WHAT YOU ARE ASKED TO DO. Please find every line in the lines below that contains the word "vertical", and copy each one.

SOURCE DATA.
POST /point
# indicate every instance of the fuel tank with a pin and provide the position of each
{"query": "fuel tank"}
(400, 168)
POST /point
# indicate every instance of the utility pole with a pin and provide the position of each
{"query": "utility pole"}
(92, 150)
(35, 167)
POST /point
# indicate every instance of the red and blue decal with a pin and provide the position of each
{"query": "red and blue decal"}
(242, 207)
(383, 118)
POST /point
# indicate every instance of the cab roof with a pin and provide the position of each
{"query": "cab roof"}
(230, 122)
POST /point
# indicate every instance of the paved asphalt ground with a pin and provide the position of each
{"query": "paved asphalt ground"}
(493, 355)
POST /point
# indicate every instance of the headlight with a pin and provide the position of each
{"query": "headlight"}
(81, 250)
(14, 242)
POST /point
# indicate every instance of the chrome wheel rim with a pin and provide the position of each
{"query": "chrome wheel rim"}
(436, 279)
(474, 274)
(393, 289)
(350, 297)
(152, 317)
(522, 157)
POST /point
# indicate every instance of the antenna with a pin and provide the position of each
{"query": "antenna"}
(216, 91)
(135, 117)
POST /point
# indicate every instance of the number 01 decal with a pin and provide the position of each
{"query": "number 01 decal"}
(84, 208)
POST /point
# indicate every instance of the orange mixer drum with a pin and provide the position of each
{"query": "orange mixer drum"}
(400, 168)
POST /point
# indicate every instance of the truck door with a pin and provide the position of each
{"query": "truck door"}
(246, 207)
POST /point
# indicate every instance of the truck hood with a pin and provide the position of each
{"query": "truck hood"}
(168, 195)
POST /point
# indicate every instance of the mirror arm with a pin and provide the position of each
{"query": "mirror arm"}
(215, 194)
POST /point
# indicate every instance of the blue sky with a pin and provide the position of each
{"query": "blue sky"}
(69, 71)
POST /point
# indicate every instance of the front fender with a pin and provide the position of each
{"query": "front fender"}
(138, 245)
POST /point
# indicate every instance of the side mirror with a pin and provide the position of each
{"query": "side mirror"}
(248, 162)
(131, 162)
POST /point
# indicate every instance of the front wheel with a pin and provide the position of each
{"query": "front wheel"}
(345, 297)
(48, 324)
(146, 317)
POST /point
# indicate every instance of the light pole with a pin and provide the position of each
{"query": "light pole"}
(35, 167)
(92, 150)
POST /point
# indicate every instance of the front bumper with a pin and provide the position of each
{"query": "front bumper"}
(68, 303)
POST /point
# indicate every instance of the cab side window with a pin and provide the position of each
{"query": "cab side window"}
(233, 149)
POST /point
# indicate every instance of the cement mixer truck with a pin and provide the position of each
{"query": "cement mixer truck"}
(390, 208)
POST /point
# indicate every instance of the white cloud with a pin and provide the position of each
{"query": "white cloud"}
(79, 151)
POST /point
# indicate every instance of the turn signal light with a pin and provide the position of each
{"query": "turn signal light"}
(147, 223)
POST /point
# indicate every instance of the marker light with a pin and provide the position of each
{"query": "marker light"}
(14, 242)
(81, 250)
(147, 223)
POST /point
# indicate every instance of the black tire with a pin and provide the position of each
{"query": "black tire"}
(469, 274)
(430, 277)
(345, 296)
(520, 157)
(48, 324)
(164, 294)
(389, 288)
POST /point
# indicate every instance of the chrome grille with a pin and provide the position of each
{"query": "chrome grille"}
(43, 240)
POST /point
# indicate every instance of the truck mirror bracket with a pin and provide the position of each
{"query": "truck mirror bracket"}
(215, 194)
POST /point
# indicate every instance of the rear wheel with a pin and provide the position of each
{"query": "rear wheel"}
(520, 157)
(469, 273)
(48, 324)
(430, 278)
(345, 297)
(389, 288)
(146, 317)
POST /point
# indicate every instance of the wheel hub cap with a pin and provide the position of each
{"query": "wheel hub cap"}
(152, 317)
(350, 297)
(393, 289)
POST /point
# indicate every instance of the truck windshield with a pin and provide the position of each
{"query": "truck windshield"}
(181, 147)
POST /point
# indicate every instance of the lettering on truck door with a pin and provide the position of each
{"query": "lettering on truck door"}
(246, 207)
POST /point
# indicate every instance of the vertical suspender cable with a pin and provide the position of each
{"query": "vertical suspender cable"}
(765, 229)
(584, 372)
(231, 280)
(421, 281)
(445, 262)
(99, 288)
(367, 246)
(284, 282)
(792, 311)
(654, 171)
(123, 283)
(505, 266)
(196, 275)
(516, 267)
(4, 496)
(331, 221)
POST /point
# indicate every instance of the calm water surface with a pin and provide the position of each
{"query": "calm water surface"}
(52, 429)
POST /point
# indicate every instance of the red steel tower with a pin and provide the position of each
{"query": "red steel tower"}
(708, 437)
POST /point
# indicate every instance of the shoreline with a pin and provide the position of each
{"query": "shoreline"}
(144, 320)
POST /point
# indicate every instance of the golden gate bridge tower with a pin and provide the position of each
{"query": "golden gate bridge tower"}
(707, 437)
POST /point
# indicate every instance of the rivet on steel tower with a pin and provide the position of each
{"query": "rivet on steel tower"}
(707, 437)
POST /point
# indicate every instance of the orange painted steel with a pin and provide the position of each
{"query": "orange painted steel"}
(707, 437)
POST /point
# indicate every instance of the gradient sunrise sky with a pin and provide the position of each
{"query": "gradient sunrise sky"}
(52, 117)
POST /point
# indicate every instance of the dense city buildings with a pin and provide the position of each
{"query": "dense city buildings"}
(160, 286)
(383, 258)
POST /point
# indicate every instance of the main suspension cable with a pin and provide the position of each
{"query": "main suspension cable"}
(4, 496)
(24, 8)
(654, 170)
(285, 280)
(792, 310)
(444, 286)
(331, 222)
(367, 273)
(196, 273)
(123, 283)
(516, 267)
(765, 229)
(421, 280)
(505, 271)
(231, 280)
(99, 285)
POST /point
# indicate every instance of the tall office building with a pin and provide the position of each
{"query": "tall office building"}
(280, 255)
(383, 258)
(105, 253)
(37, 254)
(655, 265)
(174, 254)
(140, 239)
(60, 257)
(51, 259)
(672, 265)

SOLUTION TO THIS TASK.
# indicate every instance of the vertical suspender cable with a pin and provide the position of each
{"query": "vertical suspender cable"}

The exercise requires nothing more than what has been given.